## Problem to work on
What lines in the following entries hold the word "below"? Copy each one.

## Data records
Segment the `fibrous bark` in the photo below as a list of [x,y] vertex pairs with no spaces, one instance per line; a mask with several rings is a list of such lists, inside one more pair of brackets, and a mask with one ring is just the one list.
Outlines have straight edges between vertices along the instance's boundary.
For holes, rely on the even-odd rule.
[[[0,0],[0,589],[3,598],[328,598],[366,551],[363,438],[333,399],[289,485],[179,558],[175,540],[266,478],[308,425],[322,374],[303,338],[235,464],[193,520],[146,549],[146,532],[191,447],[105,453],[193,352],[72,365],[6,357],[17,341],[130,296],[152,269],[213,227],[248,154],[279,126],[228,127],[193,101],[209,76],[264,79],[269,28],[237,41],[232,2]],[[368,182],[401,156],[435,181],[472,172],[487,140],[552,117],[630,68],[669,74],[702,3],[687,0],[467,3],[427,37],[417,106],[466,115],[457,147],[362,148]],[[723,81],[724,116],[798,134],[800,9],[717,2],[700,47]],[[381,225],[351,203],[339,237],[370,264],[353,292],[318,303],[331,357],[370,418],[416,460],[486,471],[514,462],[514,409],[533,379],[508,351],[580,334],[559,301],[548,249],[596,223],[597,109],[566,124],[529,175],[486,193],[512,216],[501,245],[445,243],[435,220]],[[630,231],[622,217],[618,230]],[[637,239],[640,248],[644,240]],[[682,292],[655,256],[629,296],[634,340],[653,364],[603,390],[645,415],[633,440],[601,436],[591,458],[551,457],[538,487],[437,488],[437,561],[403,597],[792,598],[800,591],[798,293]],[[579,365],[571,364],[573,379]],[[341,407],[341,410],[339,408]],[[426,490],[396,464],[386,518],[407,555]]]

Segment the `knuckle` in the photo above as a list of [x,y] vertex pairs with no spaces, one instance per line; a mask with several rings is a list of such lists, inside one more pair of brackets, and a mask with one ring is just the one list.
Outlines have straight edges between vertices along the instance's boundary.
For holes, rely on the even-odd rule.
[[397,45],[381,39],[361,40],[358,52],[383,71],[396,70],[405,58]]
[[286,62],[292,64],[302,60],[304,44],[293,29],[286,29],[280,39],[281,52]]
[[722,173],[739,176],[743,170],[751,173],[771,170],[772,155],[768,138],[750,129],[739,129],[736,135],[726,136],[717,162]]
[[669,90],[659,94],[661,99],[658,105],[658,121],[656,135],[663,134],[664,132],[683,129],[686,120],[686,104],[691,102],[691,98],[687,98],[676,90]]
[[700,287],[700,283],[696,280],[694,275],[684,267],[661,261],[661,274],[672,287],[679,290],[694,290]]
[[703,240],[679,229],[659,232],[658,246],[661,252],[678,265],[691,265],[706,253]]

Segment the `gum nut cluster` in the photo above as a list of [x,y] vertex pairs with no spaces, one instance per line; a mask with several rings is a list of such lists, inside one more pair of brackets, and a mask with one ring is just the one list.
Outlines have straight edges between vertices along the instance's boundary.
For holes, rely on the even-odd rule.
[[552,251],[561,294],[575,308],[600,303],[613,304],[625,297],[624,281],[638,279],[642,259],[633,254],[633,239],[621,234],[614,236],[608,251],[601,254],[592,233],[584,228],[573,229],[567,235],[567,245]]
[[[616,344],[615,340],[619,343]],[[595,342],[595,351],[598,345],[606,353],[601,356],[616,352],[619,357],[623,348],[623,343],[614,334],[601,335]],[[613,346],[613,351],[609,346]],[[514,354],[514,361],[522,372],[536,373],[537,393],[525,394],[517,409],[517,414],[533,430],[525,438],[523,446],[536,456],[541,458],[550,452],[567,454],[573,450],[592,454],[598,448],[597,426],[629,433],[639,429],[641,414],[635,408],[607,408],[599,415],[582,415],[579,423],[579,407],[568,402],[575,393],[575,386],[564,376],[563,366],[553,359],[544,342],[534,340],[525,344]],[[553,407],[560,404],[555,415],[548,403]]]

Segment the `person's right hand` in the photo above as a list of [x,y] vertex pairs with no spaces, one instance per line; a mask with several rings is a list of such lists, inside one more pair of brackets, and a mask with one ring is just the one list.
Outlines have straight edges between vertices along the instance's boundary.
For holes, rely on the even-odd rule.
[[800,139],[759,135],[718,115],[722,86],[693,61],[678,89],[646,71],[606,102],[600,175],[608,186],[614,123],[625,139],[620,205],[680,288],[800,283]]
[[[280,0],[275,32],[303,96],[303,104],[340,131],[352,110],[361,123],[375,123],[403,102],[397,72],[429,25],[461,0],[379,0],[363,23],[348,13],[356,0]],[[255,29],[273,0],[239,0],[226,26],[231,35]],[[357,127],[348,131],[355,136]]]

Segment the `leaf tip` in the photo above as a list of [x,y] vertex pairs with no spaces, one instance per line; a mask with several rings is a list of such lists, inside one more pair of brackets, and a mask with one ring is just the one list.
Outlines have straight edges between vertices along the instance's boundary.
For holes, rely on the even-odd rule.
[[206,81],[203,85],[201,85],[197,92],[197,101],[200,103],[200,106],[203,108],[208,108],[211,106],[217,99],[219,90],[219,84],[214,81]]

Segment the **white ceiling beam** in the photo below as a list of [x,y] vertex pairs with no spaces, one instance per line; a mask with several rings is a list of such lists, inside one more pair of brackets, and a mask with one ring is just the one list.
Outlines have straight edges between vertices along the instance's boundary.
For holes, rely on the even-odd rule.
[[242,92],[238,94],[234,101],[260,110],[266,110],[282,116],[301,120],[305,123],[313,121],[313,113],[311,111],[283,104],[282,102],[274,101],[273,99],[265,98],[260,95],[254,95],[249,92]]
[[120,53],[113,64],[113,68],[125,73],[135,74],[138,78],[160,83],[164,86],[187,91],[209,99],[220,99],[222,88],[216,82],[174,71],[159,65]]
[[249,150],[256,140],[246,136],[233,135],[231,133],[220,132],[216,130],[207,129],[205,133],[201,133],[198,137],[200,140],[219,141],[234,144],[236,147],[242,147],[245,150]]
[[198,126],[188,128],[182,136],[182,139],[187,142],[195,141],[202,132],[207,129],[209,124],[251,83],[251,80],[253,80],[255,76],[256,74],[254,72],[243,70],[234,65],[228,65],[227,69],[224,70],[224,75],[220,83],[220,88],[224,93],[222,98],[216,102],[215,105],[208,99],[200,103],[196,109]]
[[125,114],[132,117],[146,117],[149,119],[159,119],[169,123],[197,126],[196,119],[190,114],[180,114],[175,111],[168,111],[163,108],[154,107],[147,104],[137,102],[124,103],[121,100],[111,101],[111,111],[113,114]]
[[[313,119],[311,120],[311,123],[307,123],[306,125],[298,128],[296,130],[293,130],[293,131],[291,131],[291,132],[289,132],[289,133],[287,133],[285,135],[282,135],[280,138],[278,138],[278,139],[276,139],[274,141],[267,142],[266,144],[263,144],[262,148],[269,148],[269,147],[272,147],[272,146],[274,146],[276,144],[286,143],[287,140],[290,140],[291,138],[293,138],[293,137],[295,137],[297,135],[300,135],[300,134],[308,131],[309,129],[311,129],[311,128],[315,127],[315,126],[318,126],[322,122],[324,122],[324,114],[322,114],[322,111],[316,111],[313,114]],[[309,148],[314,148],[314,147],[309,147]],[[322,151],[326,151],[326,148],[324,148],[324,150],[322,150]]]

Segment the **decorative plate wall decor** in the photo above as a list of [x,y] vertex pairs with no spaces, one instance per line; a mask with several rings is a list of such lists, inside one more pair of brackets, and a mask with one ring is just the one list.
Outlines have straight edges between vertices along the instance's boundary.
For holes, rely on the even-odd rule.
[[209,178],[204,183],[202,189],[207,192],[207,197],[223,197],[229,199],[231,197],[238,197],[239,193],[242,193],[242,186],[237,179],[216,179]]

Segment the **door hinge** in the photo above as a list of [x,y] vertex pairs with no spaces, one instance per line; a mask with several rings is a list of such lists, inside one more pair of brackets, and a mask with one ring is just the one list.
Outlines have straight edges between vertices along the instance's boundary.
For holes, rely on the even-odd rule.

## Result of the exercise
Segment the `fibrous bark` in the photo below as a list of [x,y] vertex pairs with no spaces, one instance per line; a mask with several rings is a list of such lists, inside one more pair of brackets, and a mask with one ring is just the one list.
Segment the **white ceiling beam** in the photo below as a list of [x,y] vertex pairs with no spaces, one instance per line; a mask with several rings is a list of such lists, inside one more pair of brackets, and a mask with one ring is just the one list.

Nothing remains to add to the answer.